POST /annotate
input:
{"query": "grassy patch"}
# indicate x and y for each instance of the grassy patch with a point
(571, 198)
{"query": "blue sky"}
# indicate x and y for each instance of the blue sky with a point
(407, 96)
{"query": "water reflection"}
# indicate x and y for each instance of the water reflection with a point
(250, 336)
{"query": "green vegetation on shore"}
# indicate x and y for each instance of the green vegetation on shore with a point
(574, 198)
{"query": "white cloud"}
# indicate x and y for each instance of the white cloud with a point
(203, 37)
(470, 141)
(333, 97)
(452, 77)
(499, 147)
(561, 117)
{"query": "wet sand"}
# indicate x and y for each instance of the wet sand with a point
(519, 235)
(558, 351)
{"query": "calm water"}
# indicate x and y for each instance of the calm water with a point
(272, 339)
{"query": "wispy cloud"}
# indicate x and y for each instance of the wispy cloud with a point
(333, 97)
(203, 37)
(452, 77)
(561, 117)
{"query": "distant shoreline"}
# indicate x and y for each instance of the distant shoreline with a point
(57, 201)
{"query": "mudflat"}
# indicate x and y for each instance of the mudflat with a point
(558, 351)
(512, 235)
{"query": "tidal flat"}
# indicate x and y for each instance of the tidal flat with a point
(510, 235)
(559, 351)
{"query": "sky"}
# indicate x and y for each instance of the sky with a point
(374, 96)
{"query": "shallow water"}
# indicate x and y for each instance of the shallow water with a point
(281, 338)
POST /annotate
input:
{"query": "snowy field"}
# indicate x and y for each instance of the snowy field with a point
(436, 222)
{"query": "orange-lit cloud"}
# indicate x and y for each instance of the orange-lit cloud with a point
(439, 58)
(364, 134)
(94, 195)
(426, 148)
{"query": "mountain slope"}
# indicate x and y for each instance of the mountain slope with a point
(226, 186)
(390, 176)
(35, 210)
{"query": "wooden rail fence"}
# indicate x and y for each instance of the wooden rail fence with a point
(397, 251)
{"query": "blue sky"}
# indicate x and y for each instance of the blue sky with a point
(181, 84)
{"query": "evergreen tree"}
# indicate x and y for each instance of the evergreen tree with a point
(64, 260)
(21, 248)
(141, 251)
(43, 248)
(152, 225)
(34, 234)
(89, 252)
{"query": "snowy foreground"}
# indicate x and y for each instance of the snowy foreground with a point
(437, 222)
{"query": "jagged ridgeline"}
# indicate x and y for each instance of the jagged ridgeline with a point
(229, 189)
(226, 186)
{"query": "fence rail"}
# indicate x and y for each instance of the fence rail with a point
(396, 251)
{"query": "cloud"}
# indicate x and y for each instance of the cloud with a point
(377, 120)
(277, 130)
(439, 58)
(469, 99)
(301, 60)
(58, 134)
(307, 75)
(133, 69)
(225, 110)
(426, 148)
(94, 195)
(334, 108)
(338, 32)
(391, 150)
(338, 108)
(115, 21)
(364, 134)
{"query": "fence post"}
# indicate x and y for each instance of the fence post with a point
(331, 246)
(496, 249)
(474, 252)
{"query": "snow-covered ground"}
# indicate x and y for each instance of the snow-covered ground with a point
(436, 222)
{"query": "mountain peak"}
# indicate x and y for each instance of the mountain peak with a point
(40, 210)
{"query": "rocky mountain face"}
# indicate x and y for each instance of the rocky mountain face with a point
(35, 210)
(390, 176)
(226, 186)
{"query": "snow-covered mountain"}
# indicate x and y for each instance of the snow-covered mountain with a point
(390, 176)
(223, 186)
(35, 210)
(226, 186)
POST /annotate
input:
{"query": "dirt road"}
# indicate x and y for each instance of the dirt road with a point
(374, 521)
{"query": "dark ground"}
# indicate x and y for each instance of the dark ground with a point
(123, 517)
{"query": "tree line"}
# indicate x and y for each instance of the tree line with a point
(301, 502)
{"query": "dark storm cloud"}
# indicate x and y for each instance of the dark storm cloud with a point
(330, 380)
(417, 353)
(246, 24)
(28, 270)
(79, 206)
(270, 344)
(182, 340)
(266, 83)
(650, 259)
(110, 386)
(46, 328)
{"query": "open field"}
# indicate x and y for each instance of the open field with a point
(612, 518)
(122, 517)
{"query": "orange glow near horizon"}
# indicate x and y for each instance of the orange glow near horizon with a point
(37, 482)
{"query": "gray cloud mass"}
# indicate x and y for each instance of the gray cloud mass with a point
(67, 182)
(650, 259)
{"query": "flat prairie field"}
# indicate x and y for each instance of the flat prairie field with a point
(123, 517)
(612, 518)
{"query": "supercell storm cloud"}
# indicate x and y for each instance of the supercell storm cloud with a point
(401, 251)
============
▶ _Goal_: Give the data again, exactly as it stands.

▶ _Solution to this task_:
POST /annotate
input:
{"query": "grassy patch"}
# indicate x and y for each instance of the grassy patch with a point
(571, 198)
{"query": "blue sky"}
# indicate x and y for each instance of the blue sky with a point
(407, 96)
{"query": "water reflection"}
# indicate x and y for each instance of the water reflection with a point
(250, 336)
{"query": "green vegetation on shore"}
# indicate x and y for each instance of the green vegetation on shore with a point
(574, 198)
{"query": "white cloud"}
# indicate x and y for each instance of the white cloud with a point
(203, 37)
(470, 141)
(333, 97)
(452, 77)
(499, 147)
(561, 117)
{"query": "wet sand"}
# indicate x and y for each instance of the wet sand with a point
(519, 235)
(558, 351)
{"query": "calm water"}
# indicate x and y for each instance of the calm water with a point
(272, 339)
{"query": "wispy cloud"}
# indicate x and y for each instance of the wispy cloud with a point
(333, 97)
(203, 37)
(452, 77)
(561, 117)
{"query": "distant shoreline"}
# indicate x and y for each instance of the distant shoreline with a point
(57, 201)
{"query": "mudflat"}
# indicate x and y for each instance of the mudflat with a point
(558, 351)
(512, 235)
{"query": "tidal flat"}
# indicate x and y for each instance of the tidal flat with a point
(510, 235)
(559, 351)
{"query": "sky"}
# indicate x and y for each instance of the sky with a point
(374, 96)
{"query": "shallow water"}
# indicate x and y for each instance of the shallow water with a point
(281, 338)
POST /annotate
input:
{"query": "snowy field"}
# indicate x and y for each instance of the snowy field with a point
(436, 222)
{"query": "orange-lit cloud"}
# indicate x and y for each instance of the orange-lit cloud with a point
(439, 58)
(364, 134)
(94, 195)
(426, 148)
{"query": "mountain slope"}
# indicate x and y for each instance of the mountain slope with a point
(226, 186)
(390, 176)
(35, 210)
{"query": "wooden rail fence"}
# indicate x and y for each instance of the wooden rail fence with a point
(397, 251)
{"query": "blue sky"}
# indicate x and y for each instance of the blue sky with a point
(181, 84)
{"query": "evergreen tree"}
# indicate x and y for each instance of the evergreen tree with a point
(64, 260)
(21, 248)
(141, 251)
(43, 248)
(152, 225)
(34, 234)
(89, 252)
{"query": "snowy foreground"}
# indicate x and y for each instance of the snowy foreground with a point
(437, 222)
{"query": "jagged ridgeline"}
# indicate x and y for each instance of the jagged ridgeline with a point
(229, 189)
(226, 186)
{"query": "fence rail"}
# indicate x and y for each instance of the fence rail with a point
(396, 251)
{"query": "cloud"}
# indicate x and y for each instance of the cloud with a point
(377, 120)
(277, 130)
(439, 58)
(469, 99)
(301, 60)
(58, 134)
(307, 75)
(133, 69)
(225, 110)
(426, 148)
(94, 195)
(334, 108)
(338, 32)
(391, 150)
(338, 108)
(115, 21)
(364, 134)
{"query": "fence post"}
# indicate x and y for each instance of the fence post with a point
(331, 246)
(496, 249)
(474, 252)
{"query": "snow-covered ground"}
# indicate x and y for each instance of the snow-covered ground with a point
(436, 222)
{"query": "mountain peak"}
# indicate x and y for each instance of the mountain peak with a point
(40, 210)
{"query": "rocky mountain face"}
# indicate x and y for each instance of the rocky mountain face with a point
(35, 210)
(390, 176)
(226, 186)
{"query": "snow-covered mountain"}
# indicate x and y for each instance of the snow-covered mountain with a point
(390, 176)
(223, 186)
(35, 210)
(226, 186)
POST /annotate
input:
{"query": "dirt road"}
# indicate x and y for each instance of the dirt road with a point
(374, 521)
{"query": "dark ground"}
# indicate x and y for each instance of the dark ground with a point
(123, 517)
{"query": "tree line"}
# indicate x and y for each instance of the tree line with a point
(301, 502)
{"query": "dark storm cloud"}
# indicate x and y for each instance of the dark storm cloud with a point
(330, 380)
(417, 353)
(246, 24)
(28, 270)
(79, 206)
(270, 344)
(182, 340)
(266, 83)
(650, 259)
(110, 386)
(46, 328)
{"query": "open field"}
# indicate x and y for each instance of the open field with a point
(612, 518)
(122, 517)
{"query": "orange glow near horizon"}
# indicate x and y for each instance of the orange glow near horizon with a point
(37, 482)
{"query": "gray cloud mass"}
# indicate x and y for each instance of the gray cloud mass with a point
(67, 182)
(650, 259)
{"query": "flat prairie field"}
# indicate x and y for each instance of the flat prairie field with a point
(123, 517)
(612, 518)
{"query": "supercell storm cloud"}
# indicate x and y for each instance of the supercell storm cloud with a point
(401, 251)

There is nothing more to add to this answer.